▸ Exercise:
Rewrite the entries below as a numbered list, dropping any blank lines.

** start Exercise data **

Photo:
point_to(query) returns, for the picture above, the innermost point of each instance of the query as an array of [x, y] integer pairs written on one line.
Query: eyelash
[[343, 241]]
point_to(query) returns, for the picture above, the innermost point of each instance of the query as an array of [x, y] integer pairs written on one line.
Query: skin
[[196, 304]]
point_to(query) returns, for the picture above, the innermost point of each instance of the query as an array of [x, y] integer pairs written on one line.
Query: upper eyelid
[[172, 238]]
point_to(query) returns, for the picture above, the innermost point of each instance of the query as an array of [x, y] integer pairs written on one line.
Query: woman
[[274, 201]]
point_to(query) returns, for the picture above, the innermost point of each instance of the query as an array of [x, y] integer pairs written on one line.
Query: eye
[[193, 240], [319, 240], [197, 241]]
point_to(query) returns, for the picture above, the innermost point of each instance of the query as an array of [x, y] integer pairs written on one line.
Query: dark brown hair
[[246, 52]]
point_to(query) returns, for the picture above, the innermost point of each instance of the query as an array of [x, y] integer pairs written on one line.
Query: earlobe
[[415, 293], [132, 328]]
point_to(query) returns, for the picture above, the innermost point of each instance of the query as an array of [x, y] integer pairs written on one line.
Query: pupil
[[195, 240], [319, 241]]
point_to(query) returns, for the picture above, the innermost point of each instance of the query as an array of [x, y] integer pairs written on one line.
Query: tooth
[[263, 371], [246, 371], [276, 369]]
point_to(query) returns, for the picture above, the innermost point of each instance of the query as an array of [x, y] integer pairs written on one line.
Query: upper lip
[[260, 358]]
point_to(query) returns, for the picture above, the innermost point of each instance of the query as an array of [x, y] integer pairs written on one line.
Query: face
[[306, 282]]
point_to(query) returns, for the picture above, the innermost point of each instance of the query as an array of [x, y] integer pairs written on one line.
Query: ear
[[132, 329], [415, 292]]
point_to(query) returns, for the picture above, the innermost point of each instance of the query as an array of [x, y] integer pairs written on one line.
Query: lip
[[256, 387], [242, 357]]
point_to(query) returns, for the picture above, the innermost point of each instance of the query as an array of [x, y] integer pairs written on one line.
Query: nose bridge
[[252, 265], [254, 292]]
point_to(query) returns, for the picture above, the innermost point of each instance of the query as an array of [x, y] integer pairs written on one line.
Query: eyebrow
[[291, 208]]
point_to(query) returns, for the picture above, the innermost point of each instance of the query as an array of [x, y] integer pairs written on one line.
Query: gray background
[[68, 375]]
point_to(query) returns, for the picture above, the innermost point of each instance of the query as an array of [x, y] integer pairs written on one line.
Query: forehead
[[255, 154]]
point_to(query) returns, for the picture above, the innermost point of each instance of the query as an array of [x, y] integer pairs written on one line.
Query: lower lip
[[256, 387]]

** end Exercise data **

▸ Output of the exercise:
1. Photo:
2. point_to(query) returns, for the picture above, the innermost point of each instance of the query as an array of [x, y] integer pairs written on one line.
3. Query: eyelash
4. [[343, 241]]
5. point_to(query) returns, for the picture above, the innermost point of each instance of the query as an array of [x, y] integer pairs written on one line.
6. Query: skin
7. [[196, 304]]
8. point_to(query) returns, for the picture above, the innermost point of each instance of the query as an array of [x, y] integer pairs written on one line.
9. Query: upper eyelid
10. [[172, 238]]
11. point_to(query) returns, for the picture above, the innermost point of each instance of the query as an array of [x, y] integer pairs written on one line.
12. Query: woman
13. [[274, 201]]
14. point_to(query) returns, for the picture above, the innermost point of each instance of the query as an array of [x, y] integer pairs written on one line.
15. Query: eye
16. [[193, 240], [319, 240], [197, 241]]
17. point_to(query) returns, for the picture above, the innermost point of each instance of the query as an array of [x, y] integer pairs written on one line.
18. Query: dark brown hair
19. [[246, 52]]
20. point_to(query) returns, for the picture above, the innermost point of each instance of the query as an array of [x, y] integer pairs written on one line.
21. Query: earlobe
22. [[415, 293], [132, 328]]
23. point_to(query) returns, for the picture above, the innermost point of each instance of the query as an array of [x, y] integer pairs written on one line.
24. Query: pupil
25. [[195, 240], [319, 241]]
26. point_to(query) returns, for the picture above, the innermost point of each instance of the query as an array of [x, y] integer pairs written on one line.
27. Query: tooth
28. [[263, 371], [246, 371], [276, 369]]
29. point_to(query) returns, for the picture above, the innermost point of each instance of the query as an array of [x, y] integer pairs written on one line.
30. Query: upper lip
31. [[260, 358]]
32. point_to(query) returns, for the picture above, the innermost point of each instance of the query as an array of [x, y] integer pairs written on one line.
33. Query: face
34. [[306, 282]]
35. point_to(query) returns, for the picture above, the innermost point of each instance of the query as an array of [x, y] integer pairs written on one line.
36. Query: ear
37. [[132, 329], [415, 292]]
38. point_to(query) returns, for the picture above, the innermost point of each instance of the query as an array of [x, y] integer pairs written on one line.
39. Query: lip
40. [[256, 387], [242, 357]]
41. point_to(query) returns, for the picture above, the innermost point of each instance of the query as an array of [x, y] integer pairs written on one line.
42. Query: nose bridge
43. [[252, 265], [254, 292]]
44. point_to(query) returns, for the picture above, the innermost point of each instance of the query as an array of [x, y] integer pairs written on one line.
45. Query: eyebrow
46. [[291, 208]]
47. point_to(query) returns, for the picture above, the innermost point of each instance of the query as an array of [x, y] integer pairs written on one line.
48. Query: gray background
49. [[68, 375]]
50. point_to(query) returns, for the picture above, the innermost point of each instance of the query as an array of [x, y] integer pairs written on one line.
51. Query: forehead
52. [[255, 154]]
53. point_to(query) returns, for the picture above, the innermost point of each instance of the query as an array of [x, y] integer pairs written on one line.
54. Query: lower lip
55. [[256, 387]]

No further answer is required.